■ To be done ■
Return every one of the lines below word for word, but leave out the pictures.

■ Material shown ■

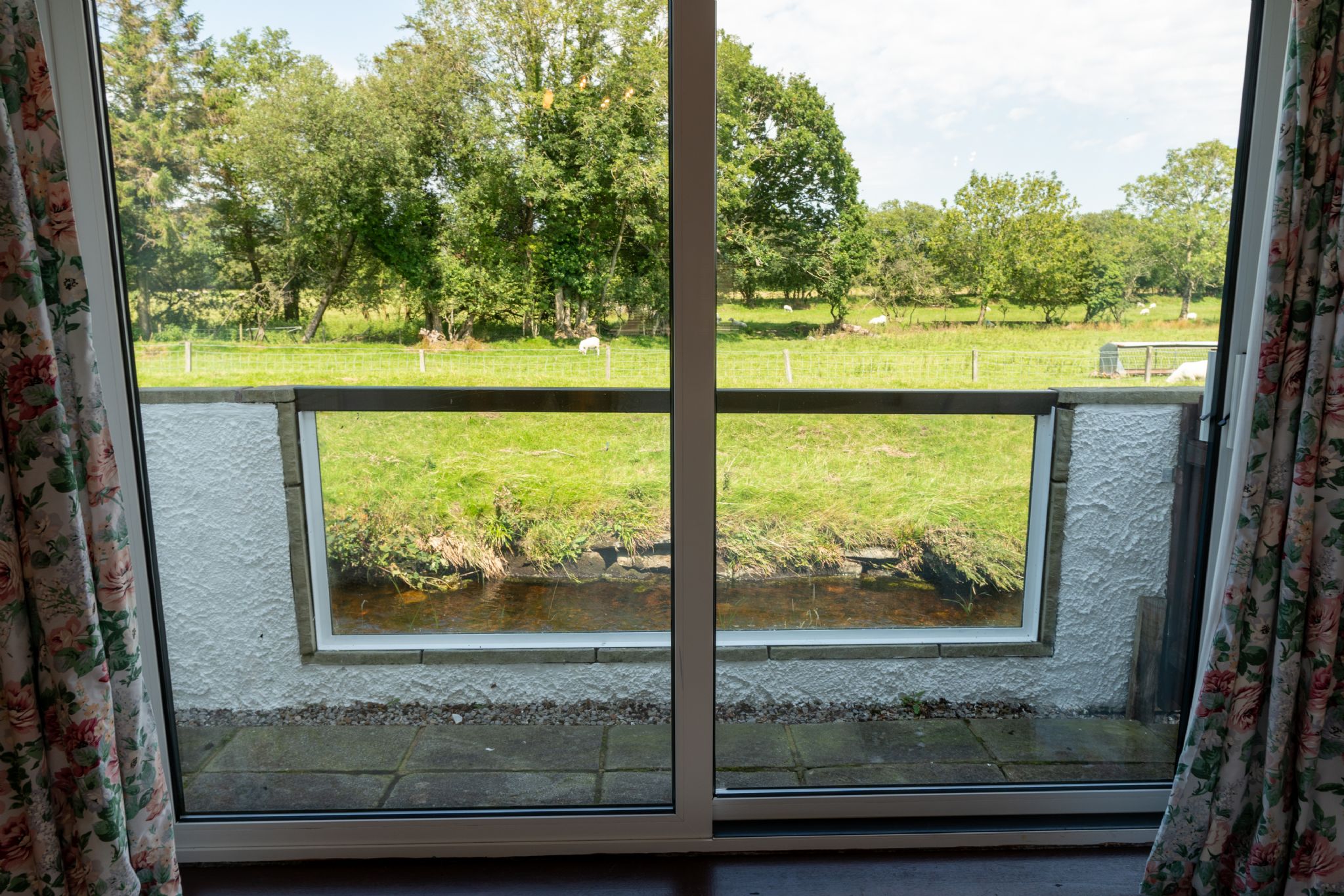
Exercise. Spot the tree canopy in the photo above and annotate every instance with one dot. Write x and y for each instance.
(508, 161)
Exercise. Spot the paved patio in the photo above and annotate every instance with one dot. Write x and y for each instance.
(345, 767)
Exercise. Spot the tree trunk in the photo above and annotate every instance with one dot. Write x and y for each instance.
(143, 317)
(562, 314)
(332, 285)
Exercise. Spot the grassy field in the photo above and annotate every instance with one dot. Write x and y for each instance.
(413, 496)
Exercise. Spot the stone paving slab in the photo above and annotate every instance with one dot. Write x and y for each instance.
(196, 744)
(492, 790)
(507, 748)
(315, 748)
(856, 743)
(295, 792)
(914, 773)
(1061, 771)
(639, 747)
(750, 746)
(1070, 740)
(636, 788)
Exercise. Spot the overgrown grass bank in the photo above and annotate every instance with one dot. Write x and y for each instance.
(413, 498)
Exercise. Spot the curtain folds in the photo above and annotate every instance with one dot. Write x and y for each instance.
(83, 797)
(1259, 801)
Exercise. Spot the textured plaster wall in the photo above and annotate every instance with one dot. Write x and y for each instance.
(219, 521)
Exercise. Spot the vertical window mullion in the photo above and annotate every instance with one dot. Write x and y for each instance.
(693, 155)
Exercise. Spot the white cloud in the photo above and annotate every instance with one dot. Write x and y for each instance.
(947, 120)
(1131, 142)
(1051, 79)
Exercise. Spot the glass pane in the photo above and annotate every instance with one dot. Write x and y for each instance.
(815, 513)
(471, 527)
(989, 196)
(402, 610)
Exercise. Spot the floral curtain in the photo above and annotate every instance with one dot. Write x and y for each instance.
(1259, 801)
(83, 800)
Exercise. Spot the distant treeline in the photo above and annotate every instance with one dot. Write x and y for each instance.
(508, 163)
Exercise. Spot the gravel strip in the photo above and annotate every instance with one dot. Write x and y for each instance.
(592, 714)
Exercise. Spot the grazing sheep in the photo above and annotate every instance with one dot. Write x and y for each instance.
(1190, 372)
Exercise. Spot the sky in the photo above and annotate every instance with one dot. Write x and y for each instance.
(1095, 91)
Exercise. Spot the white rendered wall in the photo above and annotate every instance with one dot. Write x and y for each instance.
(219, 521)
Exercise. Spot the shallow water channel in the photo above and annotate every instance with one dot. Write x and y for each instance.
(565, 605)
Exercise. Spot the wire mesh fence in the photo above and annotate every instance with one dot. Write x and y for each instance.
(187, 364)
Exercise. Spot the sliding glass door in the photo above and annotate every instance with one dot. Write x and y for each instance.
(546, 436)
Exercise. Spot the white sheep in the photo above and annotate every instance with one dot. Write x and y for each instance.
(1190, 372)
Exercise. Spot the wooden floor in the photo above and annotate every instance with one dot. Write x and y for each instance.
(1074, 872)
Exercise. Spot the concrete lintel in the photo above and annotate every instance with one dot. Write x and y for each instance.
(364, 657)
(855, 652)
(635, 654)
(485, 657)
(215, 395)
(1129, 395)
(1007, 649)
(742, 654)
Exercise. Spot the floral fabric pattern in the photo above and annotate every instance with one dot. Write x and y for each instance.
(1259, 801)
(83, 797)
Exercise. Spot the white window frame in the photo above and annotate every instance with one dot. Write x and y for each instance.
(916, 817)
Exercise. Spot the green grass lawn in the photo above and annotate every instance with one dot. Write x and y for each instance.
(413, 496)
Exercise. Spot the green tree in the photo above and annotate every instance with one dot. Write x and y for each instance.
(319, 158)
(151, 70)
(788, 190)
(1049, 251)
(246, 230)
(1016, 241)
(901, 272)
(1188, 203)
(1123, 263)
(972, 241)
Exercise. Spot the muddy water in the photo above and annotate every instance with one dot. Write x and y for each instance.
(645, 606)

■ Final result ■
Exercise. Spot the tree canopy in the photo above and annotate every instance with one dot. Write x and y for each instance.
(508, 161)
Exercise. Spot the paved patio in the photo above and annotate every instance with one dot. Write x and y for each instance.
(345, 767)
Exercise. Spot the tree trunk in the photo above and annotate every instance with one dot. Write x and y for each instance.
(143, 317)
(562, 314)
(332, 285)
Exercise. Spot the grassy field in the photo above and annotate every instance with one dot. Write x and y for each instance.
(413, 496)
Exercise. Spot the stone paving slab in the photo above and annotate every instance with one dot. Write x and y for each instance.
(196, 744)
(492, 790)
(507, 748)
(315, 748)
(856, 743)
(295, 792)
(914, 773)
(1061, 771)
(639, 747)
(750, 746)
(1070, 740)
(636, 788)
Exercise. Spot the overgrown grass bank in the photo above and annotate every instance with one dot. Write x and y for each instance.
(413, 498)
Exercise. Spot the curtain folds in the photo above and annotate every instance with one dot. Write x and y for each instance.
(83, 797)
(1259, 801)
Exercise. Spot the textured plaster wall in the photo above and annotate every instance with one dot. Write x and y for each instance.
(219, 521)
Exercise. Spot the vertical window mullion in the photo above and annotate every instance with one dot. Write x and y for each instance.
(693, 155)
Exercise. Spot the white cloud in the photo above and annotate every instance with one dot. Write x and y for each instance.
(947, 120)
(1131, 142)
(1051, 79)
Exercise. Spot the glass pane in the photo above and annotate every instance with one dot. Write x and y for each instance.
(815, 513)
(471, 527)
(989, 196)
(402, 610)
Exercise. Spot the floral curtain in the photo above and annotate every instance with one dot. Write x and y for each instance.
(1259, 801)
(83, 800)
Exercise. Spot the distant treeline in the photo above and annotate every instance with one dot. Write x and y for each instance.
(508, 163)
Exercise. Spot the gravel strip in the photo above and annotate every instance with one dot. Write x and y for each instance.
(592, 714)
Exercise. Spot the grazing sheep in the photo above and annotate every instance with one dot. Write x and y for each instance.
(1190, 372)
Exercise. Spot the sky in the photo above and annotate every instance with one dot. Write x and y for each instance.
(1095, 91)
Exercise. Spot the white rendered wall in the photo above and annotate every instance with one dot. Write x and y for each instance.
(219, 521)
Exercise. Spot the shallow water channel in the photo above and annotate every instance with one dot. Write x and y for each instance.
(565, 605)
Exercise. Spot the wire mesh fence in the photo above and annotate every instance with one dot. Write x and y for each instance.
(187, 364)
Exercise. Spot the sliding glass door in the photo above and annotate every instance with one dot. Write x and y for each instance.
(546, 436)
Exercise. Spot the white sheep in the photo above and annotate every instance with one dot. Write x and y for each instance.
(1190, 372)
Exercise. Spot the wooden floor in the photo above and annotate every instance with one dot. Write x and y for each instance.
(1074, 872)
Exercise. Spot the concrete lintel in the photo above and annotate every instance with one dot. Write x and y for each instance.
(364, 657)
(855, 652)
(635, 654)
(485, 657)
(215, 395)
(1129, 395)
(1007, 649)
(742, 654)
Exercise. Spot the floral fabric pattern in the photo above and annotate every instance with one dot. Write x and y for each instance.
(1259, 801)
(83, 797)
Exercise. Spot the white window frame in the photo above and annotate every instance with one dot. Write x and y for each instance.
(916, 817)
Exercise. Spot the green grass lawn in the photo above and annotate every instance with one dot. Write x and y for each instance.
(413, 496)
Exercise. Spot the green tree in the photo above and annotate every instance with one dot. Write x and y for each instance.
(319, 158)
(151, 70)
(788, 190)
(1049, 251)
(246, 230)
(1016, 241)
(901, 272)
(1188, 203)
(1123, 263)
(972, 241)
Exercise. Spot the muddy water in the photo above and annotate every instance with one dot. Write x and y for each instance.
(645, 606)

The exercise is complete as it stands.